▸ READING TEXT
+++
Monotonic function

[player1_1_1]

Homework Statement

function $$y(x) = x^2 + x + 1$$

The Attempt at a Solution

I count derivative: $$f^{\prime} (x) = 2x + 1$$ and now $$f^{\prime (x) = 0$$ when $$x=-\frac{1}{2}$$ and how to describe monotonic now? $$f(x)$$ is decreasing for $$x \in \left(- \infty; -\frac{1}{2}\right]$$ or $$x \in \left(- \infty; -\frac{1}{2}\right)$$? open or closed interval? and now increasing for what $$x$$?

 

[lanedance]

i'd say two open intervals
f(x) is decreasing for $x \in \left(- \infty, -\frac{1}{2}\right)$
f(x) is increasing for $x \in \left(-\frac{1}{2}\right, \infty \right)$

and neither at $x = -\frac{1}{2}$

 

[SammyS]

I disagree.
+++
▸ SET PROBLEM A
Extract each row that contains the string "face", matching case exactly.
The thread and the rows are unrelated material.
+++
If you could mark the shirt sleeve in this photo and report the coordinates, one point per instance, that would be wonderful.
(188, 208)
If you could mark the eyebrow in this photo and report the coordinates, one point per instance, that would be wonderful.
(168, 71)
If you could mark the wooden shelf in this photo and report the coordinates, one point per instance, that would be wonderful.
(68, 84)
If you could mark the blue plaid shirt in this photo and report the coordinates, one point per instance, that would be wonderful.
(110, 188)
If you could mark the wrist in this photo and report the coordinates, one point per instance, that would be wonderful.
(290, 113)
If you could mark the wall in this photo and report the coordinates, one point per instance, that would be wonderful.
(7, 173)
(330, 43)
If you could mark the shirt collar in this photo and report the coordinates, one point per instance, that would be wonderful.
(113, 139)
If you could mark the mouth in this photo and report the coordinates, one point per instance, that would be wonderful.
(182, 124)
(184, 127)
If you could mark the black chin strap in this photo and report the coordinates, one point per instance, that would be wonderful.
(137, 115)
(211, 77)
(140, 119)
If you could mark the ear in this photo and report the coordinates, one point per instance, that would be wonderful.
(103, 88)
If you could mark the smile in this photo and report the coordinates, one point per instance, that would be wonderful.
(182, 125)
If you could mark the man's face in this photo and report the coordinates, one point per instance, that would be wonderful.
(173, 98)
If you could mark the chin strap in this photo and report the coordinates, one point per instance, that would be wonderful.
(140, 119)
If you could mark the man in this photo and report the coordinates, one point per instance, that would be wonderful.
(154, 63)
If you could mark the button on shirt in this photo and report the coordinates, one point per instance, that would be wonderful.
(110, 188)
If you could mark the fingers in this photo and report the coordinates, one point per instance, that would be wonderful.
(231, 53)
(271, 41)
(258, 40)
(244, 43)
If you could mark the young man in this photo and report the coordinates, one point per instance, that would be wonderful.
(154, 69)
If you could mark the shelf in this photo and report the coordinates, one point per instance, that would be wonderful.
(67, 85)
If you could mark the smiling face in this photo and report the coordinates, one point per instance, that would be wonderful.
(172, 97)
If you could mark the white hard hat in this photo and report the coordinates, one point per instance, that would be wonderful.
+++
▸ SET PROBLEM B
Turn the thread's paragraph starting "i'd say two open intervals" into a short list that keeps its main facts.

▸ REPLY A
If you could mark the man's face in this photo and report the coordinates, one point per instance, that would be wonderful.
If you could mark the smiling face in this photo and report the coordinates, one point per instance, that would be wonderful.

▸ REPLY B
- Use two open intervals.
- f(x) is decreasing for x in (−∞, −1/2).
- f(x) is increasing for x in (−1/2, ∞).